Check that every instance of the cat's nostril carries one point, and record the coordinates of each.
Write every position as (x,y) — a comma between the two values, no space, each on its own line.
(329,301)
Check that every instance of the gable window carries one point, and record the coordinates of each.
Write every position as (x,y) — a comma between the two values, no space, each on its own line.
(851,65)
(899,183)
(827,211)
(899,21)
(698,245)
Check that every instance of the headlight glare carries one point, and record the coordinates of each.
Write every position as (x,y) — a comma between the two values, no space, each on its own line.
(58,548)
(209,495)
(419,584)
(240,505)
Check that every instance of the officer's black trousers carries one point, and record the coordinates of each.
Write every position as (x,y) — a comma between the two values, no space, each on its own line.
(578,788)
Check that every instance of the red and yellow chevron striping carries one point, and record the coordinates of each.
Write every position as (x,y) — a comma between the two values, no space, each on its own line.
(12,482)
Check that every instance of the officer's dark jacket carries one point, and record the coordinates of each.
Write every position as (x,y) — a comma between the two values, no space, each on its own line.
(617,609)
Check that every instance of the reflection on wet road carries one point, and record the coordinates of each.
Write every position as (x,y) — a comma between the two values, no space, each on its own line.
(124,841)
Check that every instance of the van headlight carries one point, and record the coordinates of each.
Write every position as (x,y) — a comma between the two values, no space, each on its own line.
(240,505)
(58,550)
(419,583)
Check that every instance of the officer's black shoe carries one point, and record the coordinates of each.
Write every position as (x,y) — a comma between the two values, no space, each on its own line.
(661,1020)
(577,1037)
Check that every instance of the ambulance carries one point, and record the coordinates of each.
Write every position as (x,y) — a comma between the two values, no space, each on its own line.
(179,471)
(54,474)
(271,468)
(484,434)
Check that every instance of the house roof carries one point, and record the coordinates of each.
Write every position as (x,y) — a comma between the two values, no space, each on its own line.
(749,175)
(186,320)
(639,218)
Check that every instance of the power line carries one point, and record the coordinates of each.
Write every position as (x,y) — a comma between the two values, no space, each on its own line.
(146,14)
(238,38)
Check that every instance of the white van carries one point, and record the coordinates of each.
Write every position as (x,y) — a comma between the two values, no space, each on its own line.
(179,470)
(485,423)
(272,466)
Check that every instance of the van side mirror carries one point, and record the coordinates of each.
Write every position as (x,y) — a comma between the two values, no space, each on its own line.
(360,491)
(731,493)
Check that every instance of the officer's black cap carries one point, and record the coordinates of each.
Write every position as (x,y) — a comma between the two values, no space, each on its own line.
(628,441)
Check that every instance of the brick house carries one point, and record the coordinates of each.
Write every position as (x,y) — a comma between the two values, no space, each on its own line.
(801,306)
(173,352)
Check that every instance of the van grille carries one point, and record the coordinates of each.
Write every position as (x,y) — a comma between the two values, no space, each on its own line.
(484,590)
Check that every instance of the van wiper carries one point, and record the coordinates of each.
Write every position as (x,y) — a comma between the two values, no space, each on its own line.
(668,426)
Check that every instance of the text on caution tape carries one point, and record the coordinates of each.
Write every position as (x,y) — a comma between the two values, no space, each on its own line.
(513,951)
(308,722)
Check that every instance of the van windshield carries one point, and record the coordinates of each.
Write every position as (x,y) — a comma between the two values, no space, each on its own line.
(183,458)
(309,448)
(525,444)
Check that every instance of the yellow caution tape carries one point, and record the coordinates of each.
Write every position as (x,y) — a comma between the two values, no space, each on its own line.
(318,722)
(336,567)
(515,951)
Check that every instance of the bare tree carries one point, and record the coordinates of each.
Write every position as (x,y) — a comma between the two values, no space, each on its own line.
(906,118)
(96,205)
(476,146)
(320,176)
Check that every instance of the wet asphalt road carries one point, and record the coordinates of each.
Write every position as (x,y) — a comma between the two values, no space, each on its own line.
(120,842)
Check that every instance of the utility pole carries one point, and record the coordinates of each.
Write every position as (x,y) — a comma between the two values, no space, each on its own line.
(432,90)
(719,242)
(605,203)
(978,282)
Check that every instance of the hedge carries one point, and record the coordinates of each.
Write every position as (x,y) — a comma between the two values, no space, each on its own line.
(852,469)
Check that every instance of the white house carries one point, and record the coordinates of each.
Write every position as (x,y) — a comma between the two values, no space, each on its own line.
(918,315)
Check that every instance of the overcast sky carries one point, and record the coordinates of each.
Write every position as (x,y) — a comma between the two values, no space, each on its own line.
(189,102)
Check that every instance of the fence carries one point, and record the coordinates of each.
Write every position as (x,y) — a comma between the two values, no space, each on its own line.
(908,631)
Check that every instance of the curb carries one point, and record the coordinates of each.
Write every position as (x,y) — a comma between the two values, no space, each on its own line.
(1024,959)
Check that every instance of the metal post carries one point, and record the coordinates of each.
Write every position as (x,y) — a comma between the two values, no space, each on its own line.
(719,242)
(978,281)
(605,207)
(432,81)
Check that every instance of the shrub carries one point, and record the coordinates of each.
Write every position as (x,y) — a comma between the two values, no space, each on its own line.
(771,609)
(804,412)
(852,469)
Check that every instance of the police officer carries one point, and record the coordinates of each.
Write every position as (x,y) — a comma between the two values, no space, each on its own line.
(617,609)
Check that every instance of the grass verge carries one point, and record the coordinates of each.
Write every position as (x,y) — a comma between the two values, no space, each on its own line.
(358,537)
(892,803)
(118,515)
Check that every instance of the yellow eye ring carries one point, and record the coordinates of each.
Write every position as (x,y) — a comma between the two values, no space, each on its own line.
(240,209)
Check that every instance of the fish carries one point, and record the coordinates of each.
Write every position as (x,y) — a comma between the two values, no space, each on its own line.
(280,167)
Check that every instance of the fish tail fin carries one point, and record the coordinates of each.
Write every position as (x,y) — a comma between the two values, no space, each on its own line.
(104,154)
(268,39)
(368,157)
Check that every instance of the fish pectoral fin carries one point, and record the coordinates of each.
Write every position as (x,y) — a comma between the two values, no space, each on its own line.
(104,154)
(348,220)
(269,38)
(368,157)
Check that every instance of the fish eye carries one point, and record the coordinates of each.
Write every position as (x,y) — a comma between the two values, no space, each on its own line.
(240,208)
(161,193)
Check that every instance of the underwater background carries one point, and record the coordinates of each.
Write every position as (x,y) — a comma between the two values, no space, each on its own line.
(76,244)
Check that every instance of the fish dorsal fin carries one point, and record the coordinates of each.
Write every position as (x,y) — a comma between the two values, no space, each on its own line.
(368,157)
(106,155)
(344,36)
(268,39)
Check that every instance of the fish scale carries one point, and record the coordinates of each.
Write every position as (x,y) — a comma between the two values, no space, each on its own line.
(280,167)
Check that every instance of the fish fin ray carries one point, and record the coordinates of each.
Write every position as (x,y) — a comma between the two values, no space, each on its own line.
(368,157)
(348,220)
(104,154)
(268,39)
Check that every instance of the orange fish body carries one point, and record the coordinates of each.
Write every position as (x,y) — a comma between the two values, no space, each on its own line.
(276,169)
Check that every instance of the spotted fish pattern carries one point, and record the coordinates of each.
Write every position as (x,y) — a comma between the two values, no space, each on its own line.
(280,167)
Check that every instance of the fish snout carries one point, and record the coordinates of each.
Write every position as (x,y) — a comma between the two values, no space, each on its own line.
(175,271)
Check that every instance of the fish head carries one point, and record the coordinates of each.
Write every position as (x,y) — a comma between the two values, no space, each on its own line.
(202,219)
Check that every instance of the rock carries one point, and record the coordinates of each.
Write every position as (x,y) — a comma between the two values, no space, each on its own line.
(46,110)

•••••

**The exercise:** Every record should be repeated exactly; please leave none out.

**Task solution:**
Check that every instance of the cat's nostril carries one point, and record the coordinates of each.
Write every position as (x,y) — a comma between the two values, no space, each on its own line.
(329,301)
Check that every instance of the gable window carries one point, and record the coordinates of each.
Write every position as (x,y) — a comma between the two values, no space, each on its own line.
(851,65)
(899,183)
(827,211)
(899,21)
(698,245)
Check that every instance of the headlight glare carries one point, and record the coordinates of each.
Write every position as (x,y) — a comma between the two values, no space, each on its own line.
(58,548)
(209,495)
(419,584)
(240,505)
Check that every instance of the officer's black trousers carries one point, and record the coordinates of each.
Write every position as (x,y) — a comma between the two values, no space, each on its own line.
(578,788)
Check that every instance of the red and yellow chevron striping carries one point, and record the coordinates of each.
Write every position as (x,y) — a comma between the two values, no space, each on its own line.
(12,482)
Check that every instance of the officer's dark jacket carries one point, and record the coordinates of each.
Write every position as (x,y) — a comma between the two values, no space, each on its own line.
(617,609)
Check that every instance of the reflection on wet road carries one point, and record the coordinates of each.
Write every position as (x,y) — a comma between the two values, no space, each on its own line.
(124,841)
Check that every instance of the van headlight carries one point, and record the coordinates of each.
Write every position as (x,y) — a comma between the two values, no space, each on its own line.
(240,505)
(58,550)
(419,583)
Check that every instance of the officer's black shoe carries one point, and record the coordinates of each.
Write every position as (x,y) — a comma between the two values, no space, each on its own line.
(661,1020)
(577,1037)
Check that every instance of the ambulance carries one point, and record the coordinates of each.
Write every position as (x,y) — a comma between the two values, no space, each on its own line.
(179,471)
(54,474)
(271,468)
(484,434)
Check that every instance of the house roof carries one point, and record the coordinates of each.
Write every position as (x,y) — a comma between the two values, no space, each on its own line.
(749,175)
(186,320)
(639,218)
Check that every instance of the power line carries one point, and record the coordinates of each.
Write every position as (x,y) — a comma between the two values, no space, each on its own line.
(146,14)
(238,38)
Check that every instance of the white van carries one point, and record the coordinates of each.
Write every position as (x,y) — a comma between the two values, no space, each on its own line.
(179,470)
(485,423)
(272,466)
Check that every instance of the van side mirror carries one point, and record the coordinates of each.
Write every position as (x,y) — a comma between the two values, no space, each on its own line.
(360,491)
(731,493)
Check that every instance of the officer's black cap carries one point, and record the coordinates of each.
Write every position as (x,y) — a comma between the two values, no space, each on its own line.
(628,441)
Check that every instance of the brick house carries one point, and record the coordinates of each.
Write every position as (x,y) — a comma between the two values, no space, each on its own line.
(801,306)
(173,352)
Check that every instance of the van grille carries one point, and record the coordinates of each.
Write every position as (x,y) — a comma between the two values, no space, each on its own line.
(484,590)
Check that every instance of the van wiper carries one point, and record the coordinates of each.
Write every position as (x,y) — a comma between the two values, no space, each on its own line.
(668,426)
Check that every instance of the text on caution tape carries one point, and record the coordinates of each.
Write every position as (x,y) — a comma between the two values, no space, each on its own line.
(513,951)
(308,722)
Check that every instance of the van windshield carries one point, and record the coordinates of each.
Write every position as (x,y) — a comma between the two values, no space, each on its own line.
(183,458)
(309,448)
(525,444)
Check that every instance of the yellow caution tape carries one point, and record the coordinates of each.
Write every position as (x,y) — a comma between the two values, no space, each on its own line.
(318,722)
(336,567)
(515,951)
Check that every instance of the bare tree carries one point, and record the coordinates of each.
Write every position as (x,y) — a comma between the two values, no space, each on its own line.
(906,118)
(96,205)
(476,146)
(320,176)
Check that every instance of the wet asphalt road carries one point, and record the coordinates of each.
Write every position as (x,y) — a comma between the two values, no space, each on its own line.
(120,842)
Check that every instance of the utility pole carries one point, and record the coordinates of each.
Write every position as (x,y) — a comma between the two values, no space, each on its own line.
(432,90)
(719,242)
(605,203)
(978,282)
Check that every instance of the hedge carries one point, and record the coordinates of each.
Write every position as (x,y) — a comma between the two values, no space, each on its own line.
(852,469)
Check that every instance of the white house carries one point, and record the coordinates of each.
Write every position as (x,y) — a comma between the two values, no space, each on its own line.
(918,315)
Check that every instance of the overcast sky carries one point, and record the coordinates of each.
Write every position as (x,y) — a comma between the two values, no space, each on its own line.
(189,102)
Check that every instance of the fence carries one point, and record the coordinates of each.
Write every position as (x,y) — a comma between the two values, no space, each on its own line.
(908,631)
Check that every instance of the curb carries one point, and record the coordinates of each.
Write every position as (x,y) — a comma between the two values, no space, each on its own line.
(1024,959)
Check that every instance of the metal post carries one point, and record the coordinates of each.
Write every position as (x,y) — a comma between the two values, no space, each on its own line.
(719,242)
(978,281)
(605,207)
(432,81)
Check that every instance of the shrub carries one point, and record the coordinates of each.
Write every position as (x,y) — a comma between the two values, no space, each on its own line.
(771,609)
(804,412)
(852,469)
Check that every instance of the police officer carries one point, and record the coordinates of each.
Write every position as (x,y) — a comma between the two values, no space, each on its own line.
(617,609)
Check that every instance of the grass verge carries one point, and record the coordinates of each.
Write every position as (x,y) — a comma between the two values, no space, each on its own line.
(358,537)
(892,803)
(118,515)
Check that every instance of the yellow eye ring carries one point, and record the coordinates of each.
Write every position as (x,y) — a comma between the two values, no space, each on its own line.
(240,209)
Check that every instance of the fish carries one point, and record the coordinates of each.
Write every position as (x,y) — a comma between the two values, no space, each on its own line.
(280,167)
Check that every instance of the fish tail fin carries one point, and record the coordinates of each.
Write every position as (x,y) — a comma between the two values, no space, each on its own line.
(104,154)
(268,39)
(368,157)
Check that every instance of the fish pectoral fin carries one point, and record the coordinates of each.
Write every position as (x,y) — a comma between the two values, no space, each on its own line.
(104,154)
(348,220)
(269,38)
(368,157)
Check that every instance of the fish eye carries one point, and record the coordinates of each.
Write every position as (x,y) — a comma between the two values, no space, each on its own line.
(240,208)
(161,193)
Check that every instance of the underwater background carries one point, and record the coordinates of each.
Write every position as (x,y) — a comma between the two values, no space, each on its own line.
(76,244)
Check that every instance of the fish dorsal fin carries one point, and record the coordinates of each.
Write every position as (x,y) — a comma between the two values, no space, each on its own line.
(368,157)
(106,155)
(344,36)
(268,39)
Check that every instance of the fish scale carries one point, and record the coordinates of each.
Write every position as (x,y) — a comma between the two values, no space, each on its own line.
(280,167)
Check that every instance of the fish fin ray carries one point, and record the coordinates of each.
Write every position as (x,y) — a comma between the two values, no space, each on its own line.
(368,157)
(348,220)
(104,154)
(268,39)
Check that every instance of the orange fish body carries one point, and record the coordinates of each.
Write every position as (x,y) — a comma between the two values, no space, each on its own line.
(276,169)
Check that every instance of the spotted fish pattern carries one point, and record the coordinates of each.
Write every position as (x,y) — a comma between the two values, no space, each on its own line.
(280,167)
Check that every instance of the fish snout carries one point, and record the coordinates of each.
Write every position as (x,y) — a comma between the two values, no space, each on its own line.
(175,271)
Check that every instance of the fish head carries one point, and record the coordinates of each.
Write every position as (x,y) — a comma between the two values, no space, each on its own line.
(202,219)
Check that every instance of the rock carries one point, and record the coordinates of each.
Write every position as (x,y) — a comma between the two values, no space, each on its own line.
(46,110)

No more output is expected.